■ **PROBLEM TO WORK ON**
Can you copy out the entire listing below verbatim, leaving out the pictures?

**** RECORD LIST

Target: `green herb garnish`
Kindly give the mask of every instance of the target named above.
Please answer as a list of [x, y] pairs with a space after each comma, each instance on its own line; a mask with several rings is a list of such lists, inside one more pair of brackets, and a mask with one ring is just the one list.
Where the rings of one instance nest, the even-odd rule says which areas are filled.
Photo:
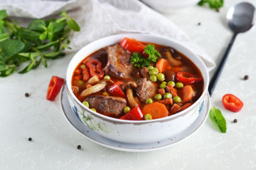
[[46, 59], [63, 56], [63, 51], [70, 41], [67, 34], [71, 30], [78, 32], [78, 24], [67, 15], [61, 18], [43, 20], [36, 19], [28, 28], [8, 18], [6, 10], [0, 11], [0, 77], [13, 73], [19, 65], [30, 63], [19, 73], [36, 69], [42, 62], [47, 67]]
[[210, 110], [209, 117], [212, 122], [220, 129], [222, 133], [226, 133], [226, 120], [220, 110], [214, 107]]
[[156, 62], [158, 60], [158, 57], [160, 56], [153, 44], [147, 45], [145, 48], [145, 53], [148, 54], [148, 58], [145, 58], [138, 52], [133, 52], [130, 60], [131, 63], [134, 64], [135, 67], [139, 68], [148, 67], [151, 62]]
[[223, 7], [224, 0], [201, 0], [197, 5], [203, 6], [207, 3], [210, 9], [218, 10], [220, 7]]

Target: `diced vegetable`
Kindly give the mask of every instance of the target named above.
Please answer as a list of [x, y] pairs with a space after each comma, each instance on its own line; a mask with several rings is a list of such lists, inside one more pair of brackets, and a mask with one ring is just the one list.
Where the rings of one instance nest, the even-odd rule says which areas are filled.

********

■ **TASK ANSWER**
Target: `green herb garnish`
Kindly give the mask of every instance of the target named above.
Please answer as a list of [x, y] pairs with a space after each comma, each instance on its own line; a mask with several rings is a list of such lists, inside one more pair of brackets, and a mask with one ring is just the one list.
Where the rings of one instance nest, the even-odd rule says which areas are filled.
Photo:
[[46, 59], [63, 56], [63, 51], [70, 41], [67, 34], [71, 30], [78, 32], [78, 24], [67, 15], [61, 18], [43, 20], [36, 19], [28, 28], [8, 18], [6, 10], [0, 11], [0, 77], [13, 73], [19, 65], [30, 63], [19, 73], [36, 69], [42, 62], [47, 67]]
[[210, 110], [209, 117], [212, 122], [220, 129], [222, 133], [226, 133], [226, 120], [220, 110], [214, 107]]
[[156, 62], [158, 60], [158, 57], [160, 56], [153, 44], [147, 45], [145, 48], [145, 53], [148, 54], [148, 58], [145, 58], [138, 52], [133, 52], [130, 60], [131, 63], [134, 64], [135, 67], [139, 68], [148, 67], [151, 62]]
[[223, 7], [224, 0], [201, 0], [197, 5], [203, 6], [207, 3], [210, 9], [218, 10], [220, 7]]

Target: `diced vegetable`
Kindly give the mask of every instance of the target named above.
Please answer as a list of [x, y] pairs with a space after each comma, each instance on its own line; a mask with several rings is a list of such lists, inside one more pair of brackets, and a mask with one ring is just the one list.
Where the rings of one instance nest, the even-odd rule says which areas are filled.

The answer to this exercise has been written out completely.